Short problem: Copy out verbatim the portion of the entries that opens with their first line and closes with the line containing "<point>409,201</point>", with both of those lines included.

Provided material:
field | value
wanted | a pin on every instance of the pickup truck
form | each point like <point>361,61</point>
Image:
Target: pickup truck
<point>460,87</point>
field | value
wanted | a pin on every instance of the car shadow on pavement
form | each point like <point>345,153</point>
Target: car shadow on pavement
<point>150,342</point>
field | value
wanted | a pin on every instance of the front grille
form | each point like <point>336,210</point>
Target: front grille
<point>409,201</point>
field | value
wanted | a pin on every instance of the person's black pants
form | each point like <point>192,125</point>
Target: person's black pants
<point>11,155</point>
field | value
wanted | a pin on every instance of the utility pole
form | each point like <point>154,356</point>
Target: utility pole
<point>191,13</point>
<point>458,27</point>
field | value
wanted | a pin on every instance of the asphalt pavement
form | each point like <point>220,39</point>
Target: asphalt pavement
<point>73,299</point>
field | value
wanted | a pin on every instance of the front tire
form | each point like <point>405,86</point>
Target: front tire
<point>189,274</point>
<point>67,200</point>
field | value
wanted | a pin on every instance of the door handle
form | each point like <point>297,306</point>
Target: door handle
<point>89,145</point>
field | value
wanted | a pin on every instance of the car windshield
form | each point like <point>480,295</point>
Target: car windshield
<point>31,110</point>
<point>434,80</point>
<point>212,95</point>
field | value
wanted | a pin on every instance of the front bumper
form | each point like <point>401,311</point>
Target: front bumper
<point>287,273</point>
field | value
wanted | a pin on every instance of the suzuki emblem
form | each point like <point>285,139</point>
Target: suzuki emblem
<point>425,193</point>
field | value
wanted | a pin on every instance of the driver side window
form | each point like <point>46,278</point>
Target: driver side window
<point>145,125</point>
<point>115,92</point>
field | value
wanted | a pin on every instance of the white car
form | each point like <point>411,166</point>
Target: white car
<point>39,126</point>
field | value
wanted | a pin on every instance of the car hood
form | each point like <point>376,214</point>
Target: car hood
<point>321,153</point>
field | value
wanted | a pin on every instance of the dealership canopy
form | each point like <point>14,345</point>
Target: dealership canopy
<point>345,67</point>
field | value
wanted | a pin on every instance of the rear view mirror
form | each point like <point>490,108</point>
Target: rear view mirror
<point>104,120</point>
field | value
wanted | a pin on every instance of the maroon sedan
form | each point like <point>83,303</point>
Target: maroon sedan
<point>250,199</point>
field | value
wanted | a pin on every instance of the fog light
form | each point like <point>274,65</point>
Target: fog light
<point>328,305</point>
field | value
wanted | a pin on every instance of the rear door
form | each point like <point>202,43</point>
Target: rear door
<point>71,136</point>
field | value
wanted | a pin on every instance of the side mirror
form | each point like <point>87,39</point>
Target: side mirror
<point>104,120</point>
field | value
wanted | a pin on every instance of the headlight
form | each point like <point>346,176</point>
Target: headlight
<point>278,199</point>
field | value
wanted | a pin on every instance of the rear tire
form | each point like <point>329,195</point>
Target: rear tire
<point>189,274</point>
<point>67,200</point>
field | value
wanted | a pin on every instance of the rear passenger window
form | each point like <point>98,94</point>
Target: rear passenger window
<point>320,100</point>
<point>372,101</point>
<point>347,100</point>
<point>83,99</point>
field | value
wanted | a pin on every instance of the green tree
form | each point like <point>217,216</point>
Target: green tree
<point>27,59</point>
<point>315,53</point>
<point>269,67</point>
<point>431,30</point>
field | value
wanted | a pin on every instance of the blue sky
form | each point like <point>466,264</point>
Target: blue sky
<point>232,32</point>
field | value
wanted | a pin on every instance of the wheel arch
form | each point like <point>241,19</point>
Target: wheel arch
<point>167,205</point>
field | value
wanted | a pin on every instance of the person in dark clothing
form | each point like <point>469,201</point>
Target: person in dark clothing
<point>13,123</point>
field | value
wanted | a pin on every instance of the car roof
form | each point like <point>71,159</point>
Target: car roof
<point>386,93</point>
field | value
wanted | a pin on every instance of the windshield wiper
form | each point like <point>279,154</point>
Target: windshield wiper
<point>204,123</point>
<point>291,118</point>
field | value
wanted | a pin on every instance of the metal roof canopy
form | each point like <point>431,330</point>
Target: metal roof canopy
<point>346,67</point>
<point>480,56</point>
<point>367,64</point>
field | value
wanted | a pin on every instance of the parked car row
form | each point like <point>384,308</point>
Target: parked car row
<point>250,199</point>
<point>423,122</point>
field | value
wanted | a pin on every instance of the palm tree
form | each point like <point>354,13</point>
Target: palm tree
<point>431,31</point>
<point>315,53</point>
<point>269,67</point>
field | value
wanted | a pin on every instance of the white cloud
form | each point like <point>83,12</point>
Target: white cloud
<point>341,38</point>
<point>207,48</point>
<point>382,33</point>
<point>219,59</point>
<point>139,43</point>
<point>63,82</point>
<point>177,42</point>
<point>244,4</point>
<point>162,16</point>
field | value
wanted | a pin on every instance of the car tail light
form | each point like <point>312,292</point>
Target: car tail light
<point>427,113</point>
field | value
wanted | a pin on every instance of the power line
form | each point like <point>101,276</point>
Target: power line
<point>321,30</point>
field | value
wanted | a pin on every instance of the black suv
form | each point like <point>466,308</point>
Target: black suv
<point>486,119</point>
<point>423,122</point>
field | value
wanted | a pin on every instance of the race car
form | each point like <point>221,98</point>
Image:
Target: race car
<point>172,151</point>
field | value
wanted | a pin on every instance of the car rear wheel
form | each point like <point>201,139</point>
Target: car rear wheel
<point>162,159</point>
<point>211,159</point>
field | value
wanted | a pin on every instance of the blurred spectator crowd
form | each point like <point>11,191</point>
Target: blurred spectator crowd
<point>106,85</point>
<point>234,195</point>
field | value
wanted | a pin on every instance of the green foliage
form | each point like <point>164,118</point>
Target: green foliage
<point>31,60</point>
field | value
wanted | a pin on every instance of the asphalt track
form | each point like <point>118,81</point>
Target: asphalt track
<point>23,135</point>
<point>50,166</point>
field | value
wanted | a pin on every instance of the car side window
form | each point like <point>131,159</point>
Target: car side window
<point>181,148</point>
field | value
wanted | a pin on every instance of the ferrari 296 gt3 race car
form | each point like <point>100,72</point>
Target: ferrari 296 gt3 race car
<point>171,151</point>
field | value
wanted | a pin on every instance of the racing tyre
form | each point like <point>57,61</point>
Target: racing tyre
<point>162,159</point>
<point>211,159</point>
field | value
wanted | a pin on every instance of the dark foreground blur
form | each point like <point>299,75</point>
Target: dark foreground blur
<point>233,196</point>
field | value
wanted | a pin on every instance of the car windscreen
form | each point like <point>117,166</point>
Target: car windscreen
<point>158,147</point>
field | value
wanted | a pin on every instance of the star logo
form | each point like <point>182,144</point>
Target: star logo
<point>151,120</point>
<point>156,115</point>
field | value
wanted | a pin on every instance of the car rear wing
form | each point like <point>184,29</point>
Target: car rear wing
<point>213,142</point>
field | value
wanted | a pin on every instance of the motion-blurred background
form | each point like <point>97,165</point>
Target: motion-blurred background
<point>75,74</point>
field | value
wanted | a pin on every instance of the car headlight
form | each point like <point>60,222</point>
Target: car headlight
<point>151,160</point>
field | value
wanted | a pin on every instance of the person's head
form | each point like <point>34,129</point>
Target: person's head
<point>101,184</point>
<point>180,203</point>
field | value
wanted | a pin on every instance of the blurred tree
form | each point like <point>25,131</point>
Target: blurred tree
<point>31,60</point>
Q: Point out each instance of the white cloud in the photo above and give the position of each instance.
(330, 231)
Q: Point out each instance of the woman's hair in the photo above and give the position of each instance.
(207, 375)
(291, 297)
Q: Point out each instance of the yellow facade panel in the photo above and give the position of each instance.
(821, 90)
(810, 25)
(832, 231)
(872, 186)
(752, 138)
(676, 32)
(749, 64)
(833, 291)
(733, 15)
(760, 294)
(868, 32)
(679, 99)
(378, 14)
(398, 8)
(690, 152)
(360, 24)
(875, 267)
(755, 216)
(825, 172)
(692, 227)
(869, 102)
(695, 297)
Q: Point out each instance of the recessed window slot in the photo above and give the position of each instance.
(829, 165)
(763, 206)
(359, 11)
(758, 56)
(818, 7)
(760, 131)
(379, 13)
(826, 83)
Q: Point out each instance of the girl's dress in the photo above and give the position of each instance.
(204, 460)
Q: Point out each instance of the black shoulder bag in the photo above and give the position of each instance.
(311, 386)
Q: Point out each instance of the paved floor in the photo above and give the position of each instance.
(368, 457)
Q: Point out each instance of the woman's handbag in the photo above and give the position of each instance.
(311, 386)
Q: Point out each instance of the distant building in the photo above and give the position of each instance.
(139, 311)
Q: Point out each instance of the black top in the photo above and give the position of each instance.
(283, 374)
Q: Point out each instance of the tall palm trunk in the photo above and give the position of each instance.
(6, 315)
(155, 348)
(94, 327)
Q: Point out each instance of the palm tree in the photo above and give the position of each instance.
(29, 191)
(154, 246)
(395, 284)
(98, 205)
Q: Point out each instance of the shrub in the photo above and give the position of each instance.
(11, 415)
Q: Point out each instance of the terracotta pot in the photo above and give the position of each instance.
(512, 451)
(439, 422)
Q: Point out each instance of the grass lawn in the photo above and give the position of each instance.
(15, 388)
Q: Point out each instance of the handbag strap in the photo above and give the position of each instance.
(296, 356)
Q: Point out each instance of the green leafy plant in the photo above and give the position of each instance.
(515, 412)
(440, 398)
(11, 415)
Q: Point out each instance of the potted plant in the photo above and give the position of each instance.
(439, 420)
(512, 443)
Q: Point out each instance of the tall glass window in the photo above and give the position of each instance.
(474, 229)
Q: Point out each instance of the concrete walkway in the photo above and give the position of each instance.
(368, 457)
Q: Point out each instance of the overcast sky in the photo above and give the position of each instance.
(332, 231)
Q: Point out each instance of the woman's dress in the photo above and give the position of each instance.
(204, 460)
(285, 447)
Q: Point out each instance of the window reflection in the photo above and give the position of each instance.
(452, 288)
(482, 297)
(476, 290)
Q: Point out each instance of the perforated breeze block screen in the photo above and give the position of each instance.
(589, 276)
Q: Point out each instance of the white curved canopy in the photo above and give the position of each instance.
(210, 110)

Response to this task:
field | value
wanted | a pin on every instance of the pickup truck
form | each point like <point>361,61</point>
Image:
Target: pickup truck
<point>460,87</point>
field | value
wanted | a pin on every instance of the car shadow on pavement
form | each point like <point>345,153</point>
Target: car shadow on pavement
<point>150,342</point>
field | value
wanted | a pin on every instance of the front grille
form | each point like <point>336,210</point>
Target: front grille
<point>409,201</point>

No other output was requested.